What needs to be done -
Each record that follows is to be reproduced character for character, pictures excepted.

### Data in this exercise ###

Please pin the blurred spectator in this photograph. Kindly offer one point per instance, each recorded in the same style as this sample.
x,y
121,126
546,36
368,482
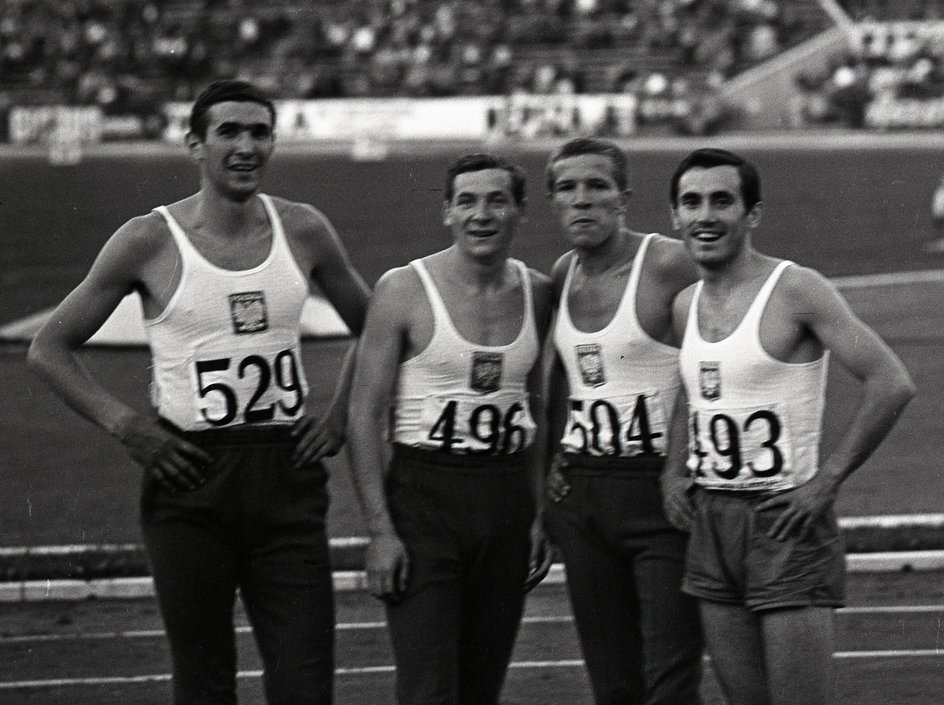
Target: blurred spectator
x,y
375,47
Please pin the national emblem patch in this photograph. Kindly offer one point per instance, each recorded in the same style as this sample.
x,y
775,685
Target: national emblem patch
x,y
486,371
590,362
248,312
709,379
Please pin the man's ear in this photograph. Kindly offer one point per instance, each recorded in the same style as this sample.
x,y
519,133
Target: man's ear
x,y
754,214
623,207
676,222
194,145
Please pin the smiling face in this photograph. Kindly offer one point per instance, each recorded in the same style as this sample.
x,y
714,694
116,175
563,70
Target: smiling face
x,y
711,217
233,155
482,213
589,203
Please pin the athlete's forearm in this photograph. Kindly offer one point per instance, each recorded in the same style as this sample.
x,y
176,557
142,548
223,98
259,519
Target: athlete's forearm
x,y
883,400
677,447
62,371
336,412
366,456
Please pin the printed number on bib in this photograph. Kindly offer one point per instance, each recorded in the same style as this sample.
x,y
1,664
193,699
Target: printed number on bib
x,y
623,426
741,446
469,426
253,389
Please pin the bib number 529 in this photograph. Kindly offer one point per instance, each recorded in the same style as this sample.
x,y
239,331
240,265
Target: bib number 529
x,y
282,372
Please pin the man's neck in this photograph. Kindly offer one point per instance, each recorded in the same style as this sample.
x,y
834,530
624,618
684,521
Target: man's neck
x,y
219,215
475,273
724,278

###

Answer space -
Please pin the blurred spectator in this photograph. Kindly offer one point per instance, each recorded in the same style as this sample.
x,y
121,126
546,36
368,482
Target: blurred spectator
x,y
375,47
Please pin the national emblem patch in this photograph. Kindly offer one point per instance, each recorded in the same style as this sample.
x,y
775,685
Target: national emblem patch
x,y
486,371
590,362
248,312
709,379
Please pin the man's ear in this photograph. Kindly offer one point per instance, each recorded in the same style as this sample.
x,y
519,133
Target: man's ear
x,y
754,214
623,207
676,222
194,145
Please pin the smiling face in this photograph. Kindly offer one point per instance, each recorded in the same style as this sample.
x,y
714,694
116,175
563,70
Target: smiling face
x,y
711,217
233,155
482,213
589,203
Please pin the athlete's forearm in this photograph. Kindly offer one point per instance, each recorded in the same style as this sample.
x,y
176,557
142,548
223,98
259,519
Target: athlete's forearm
x,y
883,400
677,447
62,371
336,412
366,456
Please pin the printed number on bib in this photograph. Kindly offer one point per instance, each recorded in the same style as this sample.
x,y
1,664
193,699
Target: printed number on bib
x,y
623,426
741,446
469,426
253,389
Please pin the bib number 529 in this photograph. Kindly offer one point per instance, each recorded in the same style as this sample.
x,y
239,331
240,265
Target: bib number 529
x,y
282,372
Please pin the man's neck in this photograph. Kindly offer one point per instance, each recorded in the same style as this sample.
x,y
834,530
624,618
684,521
Target: man's neck
x,y
219,215
475,273
724,278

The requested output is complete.